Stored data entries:
BEGIN
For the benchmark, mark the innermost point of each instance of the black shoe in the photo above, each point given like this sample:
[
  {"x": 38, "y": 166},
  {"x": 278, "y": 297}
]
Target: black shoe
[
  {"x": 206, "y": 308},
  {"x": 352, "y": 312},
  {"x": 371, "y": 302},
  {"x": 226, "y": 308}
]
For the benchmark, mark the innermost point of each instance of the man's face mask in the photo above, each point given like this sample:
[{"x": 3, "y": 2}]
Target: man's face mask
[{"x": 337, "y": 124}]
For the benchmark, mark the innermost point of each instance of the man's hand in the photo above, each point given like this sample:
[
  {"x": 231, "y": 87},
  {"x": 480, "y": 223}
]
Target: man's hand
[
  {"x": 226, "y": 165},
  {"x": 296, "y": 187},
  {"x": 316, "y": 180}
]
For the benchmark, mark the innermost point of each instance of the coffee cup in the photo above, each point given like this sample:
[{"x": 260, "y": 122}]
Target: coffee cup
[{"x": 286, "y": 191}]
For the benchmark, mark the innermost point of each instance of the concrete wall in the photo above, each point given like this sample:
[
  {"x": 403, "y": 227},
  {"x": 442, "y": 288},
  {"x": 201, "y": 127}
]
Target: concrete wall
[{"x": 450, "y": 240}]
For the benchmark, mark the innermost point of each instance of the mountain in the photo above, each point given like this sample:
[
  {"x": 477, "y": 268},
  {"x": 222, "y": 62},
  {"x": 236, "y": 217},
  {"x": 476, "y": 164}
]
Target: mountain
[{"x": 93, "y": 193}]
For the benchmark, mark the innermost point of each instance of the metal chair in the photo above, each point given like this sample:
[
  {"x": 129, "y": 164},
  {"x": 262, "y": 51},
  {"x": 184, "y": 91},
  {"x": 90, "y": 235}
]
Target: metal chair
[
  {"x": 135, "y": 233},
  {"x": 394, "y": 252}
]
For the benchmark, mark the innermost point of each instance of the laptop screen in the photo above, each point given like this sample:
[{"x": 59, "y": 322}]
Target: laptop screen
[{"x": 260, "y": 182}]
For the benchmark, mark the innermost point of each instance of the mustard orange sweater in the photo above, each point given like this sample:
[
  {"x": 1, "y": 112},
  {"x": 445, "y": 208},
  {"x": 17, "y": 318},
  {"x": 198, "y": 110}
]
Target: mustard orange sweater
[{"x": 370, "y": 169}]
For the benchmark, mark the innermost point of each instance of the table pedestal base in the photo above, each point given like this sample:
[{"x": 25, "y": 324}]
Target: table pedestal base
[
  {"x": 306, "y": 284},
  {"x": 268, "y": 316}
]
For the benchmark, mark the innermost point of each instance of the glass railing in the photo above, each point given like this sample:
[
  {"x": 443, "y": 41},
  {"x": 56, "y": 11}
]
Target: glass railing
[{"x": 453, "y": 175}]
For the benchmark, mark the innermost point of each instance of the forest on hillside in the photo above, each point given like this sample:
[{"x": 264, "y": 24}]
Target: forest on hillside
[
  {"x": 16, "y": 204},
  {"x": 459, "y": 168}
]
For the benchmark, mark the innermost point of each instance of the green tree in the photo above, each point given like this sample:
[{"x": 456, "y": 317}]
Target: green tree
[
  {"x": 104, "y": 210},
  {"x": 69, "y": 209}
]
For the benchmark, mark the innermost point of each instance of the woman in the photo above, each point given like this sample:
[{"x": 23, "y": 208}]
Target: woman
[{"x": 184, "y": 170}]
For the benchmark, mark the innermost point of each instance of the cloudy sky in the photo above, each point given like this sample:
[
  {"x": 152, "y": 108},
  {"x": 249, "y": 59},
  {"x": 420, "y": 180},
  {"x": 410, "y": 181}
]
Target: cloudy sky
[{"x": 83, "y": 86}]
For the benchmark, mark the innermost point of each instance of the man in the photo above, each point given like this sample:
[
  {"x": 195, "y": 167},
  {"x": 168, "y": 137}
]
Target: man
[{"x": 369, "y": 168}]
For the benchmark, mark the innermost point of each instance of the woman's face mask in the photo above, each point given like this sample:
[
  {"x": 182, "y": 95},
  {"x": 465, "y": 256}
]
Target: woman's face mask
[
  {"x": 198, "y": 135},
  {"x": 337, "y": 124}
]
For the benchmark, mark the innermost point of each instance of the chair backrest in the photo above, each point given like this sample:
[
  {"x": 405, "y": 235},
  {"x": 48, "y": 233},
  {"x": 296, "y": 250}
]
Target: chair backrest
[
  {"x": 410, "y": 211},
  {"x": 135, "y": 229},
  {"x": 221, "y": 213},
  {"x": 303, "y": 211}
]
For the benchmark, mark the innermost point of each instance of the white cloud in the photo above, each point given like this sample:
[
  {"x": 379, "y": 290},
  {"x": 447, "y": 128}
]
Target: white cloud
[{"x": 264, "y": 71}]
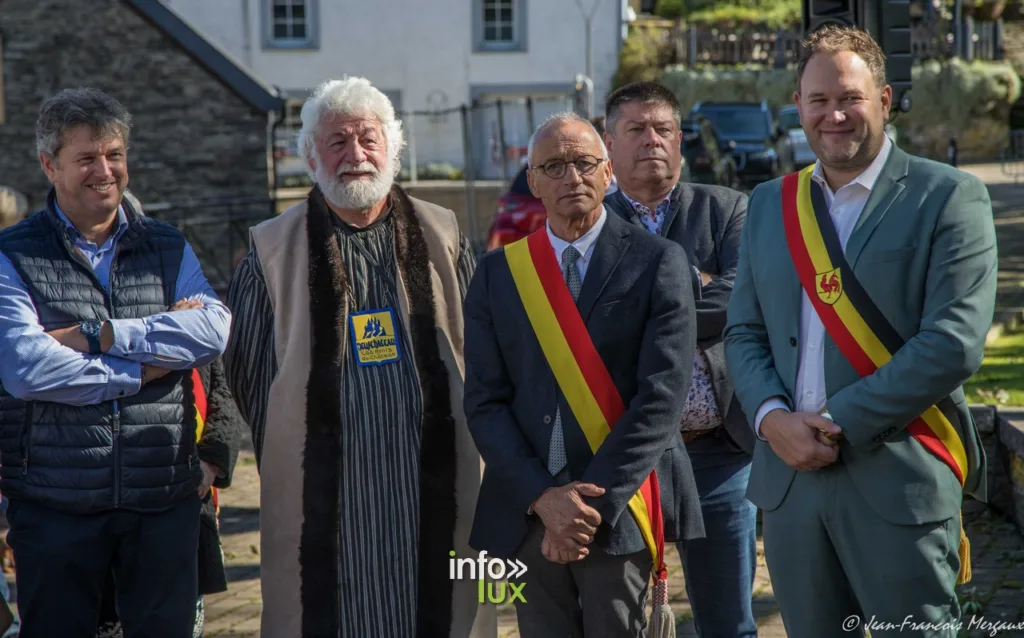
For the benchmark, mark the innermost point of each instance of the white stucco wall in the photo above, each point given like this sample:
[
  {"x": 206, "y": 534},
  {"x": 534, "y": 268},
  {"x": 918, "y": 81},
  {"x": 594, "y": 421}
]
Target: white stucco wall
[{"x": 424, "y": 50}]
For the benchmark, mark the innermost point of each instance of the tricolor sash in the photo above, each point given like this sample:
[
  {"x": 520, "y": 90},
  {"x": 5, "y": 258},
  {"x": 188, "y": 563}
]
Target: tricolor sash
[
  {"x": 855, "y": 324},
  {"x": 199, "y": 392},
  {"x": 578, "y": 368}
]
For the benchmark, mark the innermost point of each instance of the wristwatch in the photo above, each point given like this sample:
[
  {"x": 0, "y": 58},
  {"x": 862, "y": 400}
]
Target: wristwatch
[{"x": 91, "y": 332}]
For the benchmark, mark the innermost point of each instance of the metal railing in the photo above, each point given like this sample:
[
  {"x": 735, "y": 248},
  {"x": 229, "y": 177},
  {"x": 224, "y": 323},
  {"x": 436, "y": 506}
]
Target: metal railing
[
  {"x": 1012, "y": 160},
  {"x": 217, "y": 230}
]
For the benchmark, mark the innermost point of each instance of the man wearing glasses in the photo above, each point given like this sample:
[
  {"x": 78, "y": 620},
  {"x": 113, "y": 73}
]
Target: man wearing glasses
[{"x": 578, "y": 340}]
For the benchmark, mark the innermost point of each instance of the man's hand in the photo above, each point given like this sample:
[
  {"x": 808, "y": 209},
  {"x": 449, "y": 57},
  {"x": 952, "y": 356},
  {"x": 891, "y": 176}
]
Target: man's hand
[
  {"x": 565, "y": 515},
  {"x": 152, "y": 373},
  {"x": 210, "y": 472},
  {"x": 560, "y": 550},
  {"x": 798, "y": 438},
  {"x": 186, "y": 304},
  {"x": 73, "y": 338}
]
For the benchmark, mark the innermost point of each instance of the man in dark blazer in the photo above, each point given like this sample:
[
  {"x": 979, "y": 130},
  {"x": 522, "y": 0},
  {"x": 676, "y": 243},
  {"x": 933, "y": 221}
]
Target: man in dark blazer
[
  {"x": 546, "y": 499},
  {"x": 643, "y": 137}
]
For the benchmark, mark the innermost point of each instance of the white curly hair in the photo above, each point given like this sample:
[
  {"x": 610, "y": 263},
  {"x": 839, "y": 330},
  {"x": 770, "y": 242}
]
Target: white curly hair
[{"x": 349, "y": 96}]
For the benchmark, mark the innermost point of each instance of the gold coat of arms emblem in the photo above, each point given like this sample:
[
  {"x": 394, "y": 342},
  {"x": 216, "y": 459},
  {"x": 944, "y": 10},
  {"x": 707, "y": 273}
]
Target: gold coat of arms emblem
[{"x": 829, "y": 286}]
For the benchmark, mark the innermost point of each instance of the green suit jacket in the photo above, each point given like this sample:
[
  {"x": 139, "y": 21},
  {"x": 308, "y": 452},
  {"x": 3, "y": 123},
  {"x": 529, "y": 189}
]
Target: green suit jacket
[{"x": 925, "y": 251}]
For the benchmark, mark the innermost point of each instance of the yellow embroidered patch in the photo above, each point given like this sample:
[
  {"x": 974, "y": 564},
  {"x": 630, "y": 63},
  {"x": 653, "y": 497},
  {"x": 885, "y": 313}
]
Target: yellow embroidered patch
END
§ **TASK DESCRIPTION**: Take the lines from the one containing "of the gold" to the last line of the material above and write them out exactly.

§ **SOLVED EXERCISE**:
For the benchmark, mark the innermost point of each instance of the gold coat of arms emblem in the photo above, each point given like this sample:
[
  {"x": 394, "y": 342},
  {"x": 216, "y": 459},
  {"x": 944, "y": 10},
  {"x": 707, "y": 273}
]
Target: gold coat of arms emblem
[{"x": 829, "y": 286}]
For the benchmark, mark the innermost point of each instance of the green suit jacket in the photo above, each point given like this sample:
[
  {"x": 139, "y": 21},
  {"x": 308, "y": 452},
  {"x": 3, "y": 123},
  {"x": 529, "y": 189}
]
Target: green suit jacket
[{"x": 925, "y": 251}]
For the benchmark, mark the innermost point of each instance of the yellow embroidered patch in the photo above, each point given like this sample:
[
  {"x": 974, "y": 564},
  {"x": 630, "y": 63},
  {"x": 653, "y": 497},
  {"x": 885, "y": 313}
]
Target: yellow embroidered patch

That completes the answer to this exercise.